→ DOCUMENT PASSAGE:
Discover the functions of open drain and open collector circuits

There is a popular post here on the DigiKey TechForum that explores the “what” aspects of an open drain configuration. The post presents the open-drain concept as a digital circuit that requires an external pull-up resistor. That is a good answer, but we should expand our knowledge by asking “why” an open drain circuit is desirable.

Before we start, let’s make a running list of logic devices that feature either the open drain or open collector connections:

  • 74 series logic:7401, 7403, 7405, (7406 and higher current 7416), (7407 and higher current 7417), and a dozen more family members

  • 4000 series logic devices such as the 40107

  • comparators such as the LM339D

  • nearly all Inter-Integrated Circuit (I^2C) including the sensor you recently connected to your microcontroller including the new Adafruit STEMMA QT and Sparkfun Qwiic interfaces.

  • Dallas 1-wire devices such as the DS18B20+ temperature sensor

  • Microcontrollers including new PIC family members such as the PIC16F18026. It features configurable open-drain connections for each I/O pin.

Many related examples could be found. However, the point has been made; digital devices with open drain and open collector outputs are common. It is helpful to know more about how this technology and why it is so advantageous. In this post we will explore why this 50 plus year old configuration remains relevant and why it is a design feature in modern components such as the PIC, Stemma QT, and Qwiic.

For clarity and brevity, the term open drain will be used for the remainder of this post.

Tech Tip: There are good reasons for using the open drain configuration. Speed is not one of those reasons. The sluggishness typically associated with the low to high transition will be address in another article.

Level Shifting with Open Drain Devices

The open drain connections may be used for level shifting. As many of you have experienced, there was a time when 5 VDC digital logic was common. A prime example is the Arduino UNO with its 5 VDC I/O. However, in recent years, the 3.3 VDC has become increasingly popular. Today, it’s not uncommon to encounter microcontroller, FPGA, and sensors to be physically connected in a system featuring multiple voltages. I’m sure you have encountered the “5 VDC tolerant” specification on a variety of components. You may have also seen level shifting circuits.

→ MATERIAL PROVIDED:
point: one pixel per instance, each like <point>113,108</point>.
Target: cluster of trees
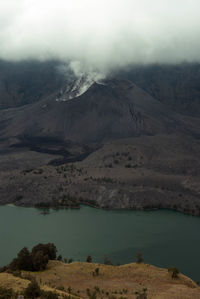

→ DIRECTION 1: Which 74 series part numbers does the open drain article name in its running list of devices?
→ DIRECTION 2: Do these statements agree with the open drain article? (a) Speed is one of the reasons for using the open drain configuration. (b) The PIC16F18026 offers configurable open-drain connections on each I/O pin. (c) The Arduino UNO has 3.3 VDC I/O.
→ DIRECTION 3: Can you reproduce the open drain article word for word, from "Many related examples" to "in another article."?

→ FULL SOLUTION 1: 7401, 7403, 7405, 7406, 7416, 7407, 7417

→ FULL SOLUTION 2:
(a) No: "Speed is not one of those reasons."
(b) Yes: "It features configurable open-drain connections for each I/O pin."
(c) No: "A prime example is the Arduino UNO with its 5 VDC I/O."

→ FULL SOLUTION 3:
Many related examples could be found. However, the point has been made; digital devices with open drain and open collector outputs are common. It is helpful to know more about how this technology and why it is so advantageous. In this post we will explore why this 50 plus year old configuration remains relevant and why it is a design feature in modern components such as the PIC, Stemma QT, and Qwiic.

For clarity and brevity, the term open drain will be used for the remainder of this post.

Tech Tip: There are good reasons for using the open drain configuration. Speed is not one of those reasons. The sluggishness typically associated with the low to high transition will be address in another article.